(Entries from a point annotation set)

━━━━━━━━━━━━━━━━

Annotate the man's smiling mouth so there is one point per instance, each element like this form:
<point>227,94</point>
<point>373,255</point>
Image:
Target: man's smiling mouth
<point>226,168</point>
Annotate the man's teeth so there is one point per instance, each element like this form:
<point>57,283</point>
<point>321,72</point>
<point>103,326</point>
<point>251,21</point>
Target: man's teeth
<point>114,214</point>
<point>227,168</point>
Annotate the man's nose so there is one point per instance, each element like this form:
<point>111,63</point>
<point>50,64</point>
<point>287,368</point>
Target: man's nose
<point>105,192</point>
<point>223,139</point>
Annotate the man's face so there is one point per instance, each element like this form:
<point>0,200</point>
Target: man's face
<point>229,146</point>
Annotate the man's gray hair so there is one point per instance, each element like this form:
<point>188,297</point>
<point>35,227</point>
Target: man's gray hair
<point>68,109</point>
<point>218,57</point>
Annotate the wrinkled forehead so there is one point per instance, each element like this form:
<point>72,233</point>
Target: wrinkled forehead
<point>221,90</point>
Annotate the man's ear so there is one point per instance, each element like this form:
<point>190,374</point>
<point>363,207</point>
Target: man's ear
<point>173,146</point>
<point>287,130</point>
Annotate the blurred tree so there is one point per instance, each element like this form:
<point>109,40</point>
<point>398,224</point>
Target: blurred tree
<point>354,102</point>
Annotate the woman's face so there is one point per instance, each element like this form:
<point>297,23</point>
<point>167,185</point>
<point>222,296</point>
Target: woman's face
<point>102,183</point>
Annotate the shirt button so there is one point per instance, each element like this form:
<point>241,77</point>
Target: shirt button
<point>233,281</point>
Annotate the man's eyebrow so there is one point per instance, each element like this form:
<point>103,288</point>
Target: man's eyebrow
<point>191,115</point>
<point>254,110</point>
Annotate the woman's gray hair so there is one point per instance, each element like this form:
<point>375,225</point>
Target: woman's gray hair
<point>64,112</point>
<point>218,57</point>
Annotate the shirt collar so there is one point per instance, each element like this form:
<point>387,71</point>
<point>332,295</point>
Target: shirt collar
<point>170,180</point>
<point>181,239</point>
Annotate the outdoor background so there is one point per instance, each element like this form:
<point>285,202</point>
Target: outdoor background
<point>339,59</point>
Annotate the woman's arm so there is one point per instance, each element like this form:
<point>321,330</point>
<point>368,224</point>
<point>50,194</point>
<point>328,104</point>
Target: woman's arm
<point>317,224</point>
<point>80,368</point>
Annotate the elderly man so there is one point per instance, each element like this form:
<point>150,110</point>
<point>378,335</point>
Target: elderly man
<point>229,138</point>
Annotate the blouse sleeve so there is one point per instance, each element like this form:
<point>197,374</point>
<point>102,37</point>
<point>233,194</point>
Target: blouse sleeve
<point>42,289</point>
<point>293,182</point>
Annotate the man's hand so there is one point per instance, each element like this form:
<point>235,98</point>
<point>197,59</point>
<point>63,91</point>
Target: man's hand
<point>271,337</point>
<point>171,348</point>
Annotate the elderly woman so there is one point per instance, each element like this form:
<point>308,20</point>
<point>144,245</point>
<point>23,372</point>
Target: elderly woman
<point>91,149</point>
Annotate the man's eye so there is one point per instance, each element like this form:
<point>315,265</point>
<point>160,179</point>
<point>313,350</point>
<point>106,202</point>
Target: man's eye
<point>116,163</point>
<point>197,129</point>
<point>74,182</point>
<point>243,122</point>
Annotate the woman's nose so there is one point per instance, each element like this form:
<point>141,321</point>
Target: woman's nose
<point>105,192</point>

━━━━━━━━━━━━━━━━

Task goal: Lay out the lines from the start of the rows through the line containing "<point>287,130</point>" as a Markdown table with the columns Number and Line. Number each line in order and leave out any blank lines.

Final result:
| Number | Line |
|---|---|
| 1 | Annotate the man's smiling mouth so there is one point per instance, each element like this form: |
| 2 | <point>227,94</point> |
| 3 | <point>373,255</point> |
| 4 | Image: |
| 5 | Target: man's smiling mouth |
| 6 | <point>226,168</point> |
| 7 | Annotate the man's teeth so there is one point per instance, each element like this form: |
| 8 | <point>57,283</point> |
| 9 | <point>321,72</point> |
| 10 | <point>103,326</point> |
| 11 | <point>251,21</point> |
| 12 | Target: man's teeth |
| 13 | <point>114,214</point> |
| 14 | <point>227,168</point> |
| 15 | Annotate the man's nose so there is one point per instance, each element like this form: |
| 16 | <point>111,63</point> |
| 17 | <point>50,64</point> |
| 18 | <point>287,368</point> |
| 19 | Target: man's nose |
| 20 | <point>105,192</point> |
| 21 | <point>223,139</point> |
| 22 | Annotate the man's face so there is one point per instance, each element like this form: |
| 23 | <point>0,200</point> |
| 24 | Target: man's face |
| 25 | <point>229,146</point> |
| 26 | Annotate the man's gray hair so there is one point per instance, each element like this form: |
| 27 | <point>188,297</point> |
| 28 | <point>35,227</point> |
| 29 | Target: man's gray hair |
| 30 | <point>68,109</point> |
| 31 | <point>218,57</point> |
| 32 | Annotate the wrinkled forehead so there is one point per instance, each element like this form: |
| 33 | <point>72,233</point> |
| 34 | Target: wrinkled forehead |
| 35 | <point>221,90</point> |
| 36 | Annotate the man's ear so there is one point per instance, each element like this form: |
| 37 | <point>190,374</point> |
| 38 | <point>363,207</point> |
| 39 | Target: man's ear |
| 40 | <point>173,146</point> |
| 41 | <point>287,130</point> |